==== Excerpt to read ====

Unexpressable Character Strings Or Other Data Destruction

There is a commercial PDF library I've used at work, which is otherwise a quality piece of work so I'd rather not name it. It uses tags similar to HTML to define inline text styling controls, much like HTML. Unlike HTML, they did not seem to include a way to insert a < directly into the text, as HTML does with <.

Since we needed to put arbitrary text in our PDFs, sometimes including <, we had a problem. Eventually we we able to find a workaround: There was a command for changing which character was used for starting a tag. We created an escaping routine that changed every < into the command to change the start-of-tag character into something else, then a <, then change in back. This worked, but it would have been cleaner if the library shipped with an escaping for < like HTML.

I've used a number of libraries that destroyed data like this. I've been to a number of websites where if you post a comment with <, then click "edit", then click "submit" with no changes, the content of the comment would change because somewhere there was one too many encoding/decoding calls.

Data destruction isn't necessarily a security problem, although it can be if your data destruction happens to cause subsequent errors, but it's certainly something to be avoided.

==== Extracted material ====

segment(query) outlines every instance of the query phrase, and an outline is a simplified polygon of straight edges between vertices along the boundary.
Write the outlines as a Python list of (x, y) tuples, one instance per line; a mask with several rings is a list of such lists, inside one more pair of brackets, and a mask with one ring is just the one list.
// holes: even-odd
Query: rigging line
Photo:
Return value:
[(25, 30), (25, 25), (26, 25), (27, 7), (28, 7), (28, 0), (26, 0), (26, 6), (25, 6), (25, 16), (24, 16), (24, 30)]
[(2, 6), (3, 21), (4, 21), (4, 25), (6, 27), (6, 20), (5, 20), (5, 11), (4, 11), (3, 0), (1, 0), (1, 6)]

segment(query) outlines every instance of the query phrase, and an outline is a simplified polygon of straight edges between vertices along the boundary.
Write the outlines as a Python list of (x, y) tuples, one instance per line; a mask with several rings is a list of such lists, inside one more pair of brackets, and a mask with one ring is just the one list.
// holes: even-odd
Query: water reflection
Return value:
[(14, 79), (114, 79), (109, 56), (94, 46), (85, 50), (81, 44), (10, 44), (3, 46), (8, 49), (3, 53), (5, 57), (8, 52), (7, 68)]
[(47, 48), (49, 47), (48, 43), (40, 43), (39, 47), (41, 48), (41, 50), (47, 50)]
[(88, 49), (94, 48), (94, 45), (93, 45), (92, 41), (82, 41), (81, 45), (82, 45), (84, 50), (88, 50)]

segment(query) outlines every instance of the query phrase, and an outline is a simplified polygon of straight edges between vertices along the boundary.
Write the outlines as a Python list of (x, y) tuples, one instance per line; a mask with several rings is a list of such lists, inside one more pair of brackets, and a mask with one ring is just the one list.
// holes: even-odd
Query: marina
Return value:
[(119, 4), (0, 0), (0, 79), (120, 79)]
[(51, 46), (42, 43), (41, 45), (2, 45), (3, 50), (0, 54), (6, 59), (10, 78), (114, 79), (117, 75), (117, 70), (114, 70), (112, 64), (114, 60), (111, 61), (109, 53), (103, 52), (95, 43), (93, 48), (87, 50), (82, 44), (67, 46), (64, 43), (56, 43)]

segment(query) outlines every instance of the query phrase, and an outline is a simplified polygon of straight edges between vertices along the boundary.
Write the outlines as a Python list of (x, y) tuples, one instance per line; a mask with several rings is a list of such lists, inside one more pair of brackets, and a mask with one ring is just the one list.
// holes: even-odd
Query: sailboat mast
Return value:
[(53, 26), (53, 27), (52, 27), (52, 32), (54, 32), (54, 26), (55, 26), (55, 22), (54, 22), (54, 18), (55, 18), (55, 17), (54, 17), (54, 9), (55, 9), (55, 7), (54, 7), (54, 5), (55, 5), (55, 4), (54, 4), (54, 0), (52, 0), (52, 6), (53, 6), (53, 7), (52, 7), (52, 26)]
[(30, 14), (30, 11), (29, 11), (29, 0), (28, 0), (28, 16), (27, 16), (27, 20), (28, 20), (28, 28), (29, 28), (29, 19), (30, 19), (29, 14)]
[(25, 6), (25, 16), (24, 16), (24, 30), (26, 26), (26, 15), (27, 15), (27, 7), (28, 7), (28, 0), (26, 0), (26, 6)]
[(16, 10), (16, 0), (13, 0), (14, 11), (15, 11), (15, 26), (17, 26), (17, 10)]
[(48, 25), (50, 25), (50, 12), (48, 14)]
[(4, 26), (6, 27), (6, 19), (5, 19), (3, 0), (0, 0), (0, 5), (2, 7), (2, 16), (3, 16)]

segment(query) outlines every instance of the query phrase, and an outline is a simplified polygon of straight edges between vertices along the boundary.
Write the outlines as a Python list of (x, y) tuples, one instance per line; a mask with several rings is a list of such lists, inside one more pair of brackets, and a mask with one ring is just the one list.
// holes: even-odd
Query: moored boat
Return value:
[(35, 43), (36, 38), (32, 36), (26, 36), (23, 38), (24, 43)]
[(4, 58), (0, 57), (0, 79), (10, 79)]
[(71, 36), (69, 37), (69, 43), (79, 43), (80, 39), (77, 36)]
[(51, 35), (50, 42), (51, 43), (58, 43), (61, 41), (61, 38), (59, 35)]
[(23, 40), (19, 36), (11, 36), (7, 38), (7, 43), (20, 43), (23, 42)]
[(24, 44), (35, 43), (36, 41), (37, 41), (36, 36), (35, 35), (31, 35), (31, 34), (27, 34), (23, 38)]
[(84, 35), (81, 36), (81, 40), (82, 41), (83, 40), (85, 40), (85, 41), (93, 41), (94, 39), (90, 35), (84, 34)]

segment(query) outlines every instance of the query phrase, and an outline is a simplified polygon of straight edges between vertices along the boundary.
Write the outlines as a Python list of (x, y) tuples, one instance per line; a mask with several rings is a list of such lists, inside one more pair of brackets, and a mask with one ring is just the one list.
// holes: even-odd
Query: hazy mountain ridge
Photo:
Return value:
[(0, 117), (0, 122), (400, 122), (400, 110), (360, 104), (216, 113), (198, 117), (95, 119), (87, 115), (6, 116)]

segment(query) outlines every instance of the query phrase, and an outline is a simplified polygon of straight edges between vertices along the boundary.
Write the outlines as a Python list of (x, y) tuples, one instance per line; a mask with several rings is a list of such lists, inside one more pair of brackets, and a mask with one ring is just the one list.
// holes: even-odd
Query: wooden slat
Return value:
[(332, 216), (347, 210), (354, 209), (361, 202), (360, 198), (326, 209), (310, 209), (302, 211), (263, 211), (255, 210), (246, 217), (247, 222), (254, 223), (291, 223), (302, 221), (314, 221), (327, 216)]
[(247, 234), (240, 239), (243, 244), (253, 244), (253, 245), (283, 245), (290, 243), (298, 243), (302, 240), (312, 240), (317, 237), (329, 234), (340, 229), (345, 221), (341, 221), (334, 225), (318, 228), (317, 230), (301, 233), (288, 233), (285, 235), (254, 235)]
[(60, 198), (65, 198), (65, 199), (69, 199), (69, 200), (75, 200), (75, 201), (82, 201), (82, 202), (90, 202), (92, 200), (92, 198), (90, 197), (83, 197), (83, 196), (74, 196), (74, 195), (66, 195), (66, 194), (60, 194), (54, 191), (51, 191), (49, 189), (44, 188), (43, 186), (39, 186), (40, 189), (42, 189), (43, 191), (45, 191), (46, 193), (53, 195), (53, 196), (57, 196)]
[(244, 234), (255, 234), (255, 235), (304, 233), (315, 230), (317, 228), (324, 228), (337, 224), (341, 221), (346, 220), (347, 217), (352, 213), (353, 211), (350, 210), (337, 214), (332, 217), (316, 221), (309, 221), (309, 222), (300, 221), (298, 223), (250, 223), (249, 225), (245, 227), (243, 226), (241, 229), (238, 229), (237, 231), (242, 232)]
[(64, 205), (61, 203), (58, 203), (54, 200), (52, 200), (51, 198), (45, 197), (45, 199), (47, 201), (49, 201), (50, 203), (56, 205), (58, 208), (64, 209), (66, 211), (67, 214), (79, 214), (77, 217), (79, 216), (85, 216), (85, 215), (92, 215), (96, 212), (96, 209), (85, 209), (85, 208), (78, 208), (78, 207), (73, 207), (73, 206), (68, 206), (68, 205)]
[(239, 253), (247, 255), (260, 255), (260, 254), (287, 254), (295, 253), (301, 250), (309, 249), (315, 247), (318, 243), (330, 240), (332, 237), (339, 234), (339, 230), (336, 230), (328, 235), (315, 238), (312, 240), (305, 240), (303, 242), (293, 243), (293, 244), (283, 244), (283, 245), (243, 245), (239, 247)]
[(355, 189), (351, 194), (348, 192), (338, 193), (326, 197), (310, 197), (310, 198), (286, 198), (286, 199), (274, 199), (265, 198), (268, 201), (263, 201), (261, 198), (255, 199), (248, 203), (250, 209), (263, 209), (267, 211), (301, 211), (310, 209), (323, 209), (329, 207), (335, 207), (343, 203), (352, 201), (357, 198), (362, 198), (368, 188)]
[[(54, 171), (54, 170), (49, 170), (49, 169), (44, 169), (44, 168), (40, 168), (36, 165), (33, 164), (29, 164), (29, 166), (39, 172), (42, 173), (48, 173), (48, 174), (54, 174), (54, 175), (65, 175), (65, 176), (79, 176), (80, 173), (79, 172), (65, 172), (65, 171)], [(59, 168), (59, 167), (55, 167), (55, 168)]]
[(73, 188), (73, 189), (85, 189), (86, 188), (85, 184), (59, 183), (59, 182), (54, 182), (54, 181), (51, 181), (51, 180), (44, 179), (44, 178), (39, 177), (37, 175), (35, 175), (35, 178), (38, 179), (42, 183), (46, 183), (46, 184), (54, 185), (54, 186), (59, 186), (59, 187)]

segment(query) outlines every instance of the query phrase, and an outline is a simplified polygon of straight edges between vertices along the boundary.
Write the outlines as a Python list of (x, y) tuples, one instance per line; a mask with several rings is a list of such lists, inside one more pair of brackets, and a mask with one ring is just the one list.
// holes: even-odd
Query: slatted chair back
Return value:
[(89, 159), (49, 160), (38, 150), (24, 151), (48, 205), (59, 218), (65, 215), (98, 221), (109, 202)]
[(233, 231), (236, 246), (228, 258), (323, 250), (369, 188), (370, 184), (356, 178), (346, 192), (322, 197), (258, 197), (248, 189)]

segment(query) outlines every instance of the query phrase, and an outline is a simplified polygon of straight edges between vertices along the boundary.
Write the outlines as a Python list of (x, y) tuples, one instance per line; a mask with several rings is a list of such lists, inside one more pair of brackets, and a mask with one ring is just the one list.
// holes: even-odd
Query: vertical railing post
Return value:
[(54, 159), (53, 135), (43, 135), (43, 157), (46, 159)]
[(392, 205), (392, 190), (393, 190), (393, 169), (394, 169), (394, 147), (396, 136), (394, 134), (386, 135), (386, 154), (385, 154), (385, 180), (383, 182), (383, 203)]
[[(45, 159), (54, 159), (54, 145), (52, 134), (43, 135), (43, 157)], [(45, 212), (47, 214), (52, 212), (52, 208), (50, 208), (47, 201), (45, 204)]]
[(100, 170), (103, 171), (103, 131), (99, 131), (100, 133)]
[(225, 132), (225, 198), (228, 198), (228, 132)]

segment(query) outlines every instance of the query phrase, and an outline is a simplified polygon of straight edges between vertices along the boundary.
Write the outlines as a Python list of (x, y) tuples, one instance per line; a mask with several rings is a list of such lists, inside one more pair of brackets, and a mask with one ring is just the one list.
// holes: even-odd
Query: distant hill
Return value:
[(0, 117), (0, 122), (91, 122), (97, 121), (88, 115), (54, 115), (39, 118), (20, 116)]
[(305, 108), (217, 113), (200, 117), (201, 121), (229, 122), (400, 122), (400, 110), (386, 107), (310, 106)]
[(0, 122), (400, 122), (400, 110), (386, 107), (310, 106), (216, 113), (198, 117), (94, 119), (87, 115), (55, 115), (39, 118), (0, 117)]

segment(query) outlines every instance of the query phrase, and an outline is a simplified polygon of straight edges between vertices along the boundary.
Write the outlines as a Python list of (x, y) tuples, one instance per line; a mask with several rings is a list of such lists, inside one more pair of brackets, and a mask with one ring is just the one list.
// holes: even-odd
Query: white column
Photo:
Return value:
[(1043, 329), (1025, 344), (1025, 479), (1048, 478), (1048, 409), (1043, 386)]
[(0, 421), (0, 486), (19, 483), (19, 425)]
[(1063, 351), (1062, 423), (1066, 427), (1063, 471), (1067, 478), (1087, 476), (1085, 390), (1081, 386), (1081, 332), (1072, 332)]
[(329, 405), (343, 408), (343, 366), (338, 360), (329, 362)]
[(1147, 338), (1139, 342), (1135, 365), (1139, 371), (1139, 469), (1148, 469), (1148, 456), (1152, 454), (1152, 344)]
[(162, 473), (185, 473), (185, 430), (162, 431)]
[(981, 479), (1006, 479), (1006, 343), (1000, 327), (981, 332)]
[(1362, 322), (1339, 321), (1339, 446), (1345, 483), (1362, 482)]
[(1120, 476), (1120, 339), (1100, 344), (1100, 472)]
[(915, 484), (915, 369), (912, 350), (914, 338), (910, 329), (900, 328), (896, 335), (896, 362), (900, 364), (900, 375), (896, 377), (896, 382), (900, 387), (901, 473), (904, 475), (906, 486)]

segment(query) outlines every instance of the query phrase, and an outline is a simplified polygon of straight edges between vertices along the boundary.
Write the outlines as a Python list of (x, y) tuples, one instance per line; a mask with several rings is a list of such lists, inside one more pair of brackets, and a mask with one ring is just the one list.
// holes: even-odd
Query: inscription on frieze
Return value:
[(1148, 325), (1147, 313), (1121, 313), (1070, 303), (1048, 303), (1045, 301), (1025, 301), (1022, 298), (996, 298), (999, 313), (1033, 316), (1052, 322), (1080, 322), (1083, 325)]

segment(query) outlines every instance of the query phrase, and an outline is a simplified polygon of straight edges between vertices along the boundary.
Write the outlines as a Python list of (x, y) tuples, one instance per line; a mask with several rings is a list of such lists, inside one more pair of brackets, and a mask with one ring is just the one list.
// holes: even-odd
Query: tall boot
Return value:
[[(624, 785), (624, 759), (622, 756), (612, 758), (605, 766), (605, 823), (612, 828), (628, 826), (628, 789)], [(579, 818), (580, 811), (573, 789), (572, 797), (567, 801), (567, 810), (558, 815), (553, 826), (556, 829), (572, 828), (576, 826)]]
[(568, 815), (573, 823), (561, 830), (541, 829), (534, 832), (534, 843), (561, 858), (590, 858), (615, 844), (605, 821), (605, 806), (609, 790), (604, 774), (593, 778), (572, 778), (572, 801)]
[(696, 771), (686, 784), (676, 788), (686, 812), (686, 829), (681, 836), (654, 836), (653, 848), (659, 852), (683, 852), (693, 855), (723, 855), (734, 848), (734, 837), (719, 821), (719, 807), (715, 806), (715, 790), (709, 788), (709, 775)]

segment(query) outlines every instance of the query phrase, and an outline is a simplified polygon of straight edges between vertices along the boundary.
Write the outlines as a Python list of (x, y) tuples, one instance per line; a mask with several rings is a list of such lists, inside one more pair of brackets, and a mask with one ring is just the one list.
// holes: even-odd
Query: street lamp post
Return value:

====

→ The problem
Can you write out the data destruction excerpt again, starting at "I've used a number" and ending at "many encoding/decoding calls.", and change "websites" to "forums"?

→ Solution
I've used a number of libraries that destroyed data like this. I've been to a number of forums where if you post a comment with <, then click "edit", then click "submit" with no changes, the content of the comment would change because somewhere there was one too many encoding/decoding calls.